* The task:
Up to and including the line that contains "Query: shelf", write out each line of the material from its first line, exactly.

* Data extracts:
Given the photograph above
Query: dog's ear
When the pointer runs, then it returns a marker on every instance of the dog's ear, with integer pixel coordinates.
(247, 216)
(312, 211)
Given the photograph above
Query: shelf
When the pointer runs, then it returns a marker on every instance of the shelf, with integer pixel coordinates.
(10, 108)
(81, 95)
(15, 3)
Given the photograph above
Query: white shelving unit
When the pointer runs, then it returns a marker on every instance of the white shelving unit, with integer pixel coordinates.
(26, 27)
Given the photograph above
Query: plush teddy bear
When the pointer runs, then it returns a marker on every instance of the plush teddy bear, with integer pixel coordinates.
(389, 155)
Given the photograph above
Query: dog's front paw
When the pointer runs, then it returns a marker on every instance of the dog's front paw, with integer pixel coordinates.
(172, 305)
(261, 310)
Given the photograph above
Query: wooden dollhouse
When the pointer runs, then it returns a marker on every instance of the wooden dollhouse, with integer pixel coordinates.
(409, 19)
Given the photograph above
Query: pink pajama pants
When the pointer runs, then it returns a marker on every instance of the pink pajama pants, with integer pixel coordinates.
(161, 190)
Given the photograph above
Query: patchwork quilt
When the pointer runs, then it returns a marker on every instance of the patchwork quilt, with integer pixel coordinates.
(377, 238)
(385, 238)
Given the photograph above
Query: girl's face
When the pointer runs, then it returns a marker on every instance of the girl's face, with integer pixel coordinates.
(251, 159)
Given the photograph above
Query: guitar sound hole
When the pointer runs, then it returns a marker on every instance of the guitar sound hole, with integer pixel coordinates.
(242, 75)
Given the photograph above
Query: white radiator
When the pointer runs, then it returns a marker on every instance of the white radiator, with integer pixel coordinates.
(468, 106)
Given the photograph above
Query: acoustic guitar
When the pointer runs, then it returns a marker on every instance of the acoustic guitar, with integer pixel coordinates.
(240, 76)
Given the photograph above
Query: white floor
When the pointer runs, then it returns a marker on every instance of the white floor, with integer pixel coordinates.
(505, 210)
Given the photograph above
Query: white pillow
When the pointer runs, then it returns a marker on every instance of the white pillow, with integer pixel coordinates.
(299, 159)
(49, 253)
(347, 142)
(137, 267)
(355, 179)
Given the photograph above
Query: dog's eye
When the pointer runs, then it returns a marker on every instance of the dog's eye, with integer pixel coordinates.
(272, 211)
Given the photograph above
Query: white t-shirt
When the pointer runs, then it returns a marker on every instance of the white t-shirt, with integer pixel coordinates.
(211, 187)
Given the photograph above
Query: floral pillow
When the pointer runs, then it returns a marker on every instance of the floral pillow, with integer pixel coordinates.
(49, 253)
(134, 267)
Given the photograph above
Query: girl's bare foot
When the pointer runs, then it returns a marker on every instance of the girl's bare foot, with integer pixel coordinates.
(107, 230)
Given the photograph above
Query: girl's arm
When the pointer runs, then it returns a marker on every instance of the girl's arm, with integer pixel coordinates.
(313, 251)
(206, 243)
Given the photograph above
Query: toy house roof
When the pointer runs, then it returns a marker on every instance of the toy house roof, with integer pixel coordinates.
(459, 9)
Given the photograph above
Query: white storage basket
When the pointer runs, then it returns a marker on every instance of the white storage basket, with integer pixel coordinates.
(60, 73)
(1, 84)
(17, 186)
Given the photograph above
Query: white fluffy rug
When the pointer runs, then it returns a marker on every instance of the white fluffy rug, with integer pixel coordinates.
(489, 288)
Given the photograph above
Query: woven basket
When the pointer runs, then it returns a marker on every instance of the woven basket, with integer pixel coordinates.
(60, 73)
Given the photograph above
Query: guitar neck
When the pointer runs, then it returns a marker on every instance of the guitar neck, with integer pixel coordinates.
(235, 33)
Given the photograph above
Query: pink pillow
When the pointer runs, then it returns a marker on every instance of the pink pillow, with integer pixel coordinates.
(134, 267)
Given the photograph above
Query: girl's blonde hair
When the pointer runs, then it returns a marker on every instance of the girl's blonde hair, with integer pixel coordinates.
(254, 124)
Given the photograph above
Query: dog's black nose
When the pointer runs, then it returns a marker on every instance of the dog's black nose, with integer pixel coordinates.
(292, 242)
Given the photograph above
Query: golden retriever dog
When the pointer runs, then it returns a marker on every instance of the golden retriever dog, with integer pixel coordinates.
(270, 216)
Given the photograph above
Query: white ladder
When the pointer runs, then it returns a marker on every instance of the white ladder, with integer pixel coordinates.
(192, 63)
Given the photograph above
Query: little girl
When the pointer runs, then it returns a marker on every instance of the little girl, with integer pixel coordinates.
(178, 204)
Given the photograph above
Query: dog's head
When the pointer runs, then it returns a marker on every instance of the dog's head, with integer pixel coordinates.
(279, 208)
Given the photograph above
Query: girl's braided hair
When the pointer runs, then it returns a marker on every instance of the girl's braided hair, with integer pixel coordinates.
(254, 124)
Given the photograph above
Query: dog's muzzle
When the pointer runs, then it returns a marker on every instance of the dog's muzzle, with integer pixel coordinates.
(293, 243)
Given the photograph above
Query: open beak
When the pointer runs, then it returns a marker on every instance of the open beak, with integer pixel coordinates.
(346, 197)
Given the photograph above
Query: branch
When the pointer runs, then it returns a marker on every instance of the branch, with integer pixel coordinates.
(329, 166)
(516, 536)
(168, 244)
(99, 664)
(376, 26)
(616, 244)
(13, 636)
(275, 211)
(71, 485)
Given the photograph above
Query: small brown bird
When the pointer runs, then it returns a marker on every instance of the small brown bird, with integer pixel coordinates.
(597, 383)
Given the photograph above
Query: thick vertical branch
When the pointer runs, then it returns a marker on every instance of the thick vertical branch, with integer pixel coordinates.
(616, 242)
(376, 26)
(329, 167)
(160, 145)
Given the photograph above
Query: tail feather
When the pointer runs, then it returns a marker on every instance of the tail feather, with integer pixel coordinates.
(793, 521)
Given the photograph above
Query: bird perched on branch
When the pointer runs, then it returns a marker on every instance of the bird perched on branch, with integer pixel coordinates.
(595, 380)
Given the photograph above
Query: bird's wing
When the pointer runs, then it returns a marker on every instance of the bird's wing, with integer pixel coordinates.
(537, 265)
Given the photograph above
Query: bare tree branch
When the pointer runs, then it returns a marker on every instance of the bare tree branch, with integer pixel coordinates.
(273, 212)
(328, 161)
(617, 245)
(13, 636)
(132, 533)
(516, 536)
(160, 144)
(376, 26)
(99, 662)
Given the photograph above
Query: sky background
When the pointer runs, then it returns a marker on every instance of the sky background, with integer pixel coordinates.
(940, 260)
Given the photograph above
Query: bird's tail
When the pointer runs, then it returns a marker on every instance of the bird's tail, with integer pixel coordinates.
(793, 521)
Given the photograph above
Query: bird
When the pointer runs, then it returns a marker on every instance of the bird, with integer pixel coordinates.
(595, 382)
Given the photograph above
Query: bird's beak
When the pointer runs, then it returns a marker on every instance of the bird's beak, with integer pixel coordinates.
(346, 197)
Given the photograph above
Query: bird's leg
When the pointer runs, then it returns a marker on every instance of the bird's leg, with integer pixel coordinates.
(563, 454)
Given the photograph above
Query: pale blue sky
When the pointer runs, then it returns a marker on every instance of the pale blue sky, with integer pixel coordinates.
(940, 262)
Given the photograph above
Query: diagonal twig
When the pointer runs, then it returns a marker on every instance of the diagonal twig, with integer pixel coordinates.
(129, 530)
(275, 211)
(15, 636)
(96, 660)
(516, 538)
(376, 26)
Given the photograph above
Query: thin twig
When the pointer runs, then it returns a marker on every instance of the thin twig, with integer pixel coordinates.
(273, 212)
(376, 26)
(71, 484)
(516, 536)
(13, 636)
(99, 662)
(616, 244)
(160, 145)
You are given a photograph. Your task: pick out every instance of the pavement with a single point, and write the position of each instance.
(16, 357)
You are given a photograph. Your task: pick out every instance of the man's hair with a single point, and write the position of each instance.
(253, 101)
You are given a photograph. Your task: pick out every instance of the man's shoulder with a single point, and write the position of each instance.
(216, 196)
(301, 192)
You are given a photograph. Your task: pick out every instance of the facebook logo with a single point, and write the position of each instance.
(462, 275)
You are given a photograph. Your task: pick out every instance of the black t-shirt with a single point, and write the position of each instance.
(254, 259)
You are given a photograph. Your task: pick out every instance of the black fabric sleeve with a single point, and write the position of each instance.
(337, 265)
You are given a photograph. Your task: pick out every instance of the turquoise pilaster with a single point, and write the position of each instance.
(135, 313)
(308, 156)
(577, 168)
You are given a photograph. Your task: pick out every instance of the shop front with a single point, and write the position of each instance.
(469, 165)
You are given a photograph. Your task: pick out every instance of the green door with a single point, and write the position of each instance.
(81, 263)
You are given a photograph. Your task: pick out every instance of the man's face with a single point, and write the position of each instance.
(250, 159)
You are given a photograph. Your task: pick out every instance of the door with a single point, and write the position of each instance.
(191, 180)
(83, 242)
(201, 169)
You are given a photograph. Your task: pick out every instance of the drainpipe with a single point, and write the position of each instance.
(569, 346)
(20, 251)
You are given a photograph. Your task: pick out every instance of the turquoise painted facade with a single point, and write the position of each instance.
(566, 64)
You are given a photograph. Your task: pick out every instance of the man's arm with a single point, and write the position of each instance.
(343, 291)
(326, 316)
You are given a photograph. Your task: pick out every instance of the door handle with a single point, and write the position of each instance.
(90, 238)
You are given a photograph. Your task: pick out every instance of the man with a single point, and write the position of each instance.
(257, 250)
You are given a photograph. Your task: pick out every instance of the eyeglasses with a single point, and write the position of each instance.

* The answer:
Given the photograph above
Query: dog's ear
When the pointer runs, then it returns a marker on every instance of the dog's ear, with integer pixel coordinates.
(247, 216)
(312, 211)
Given the photograph above
Query: shelf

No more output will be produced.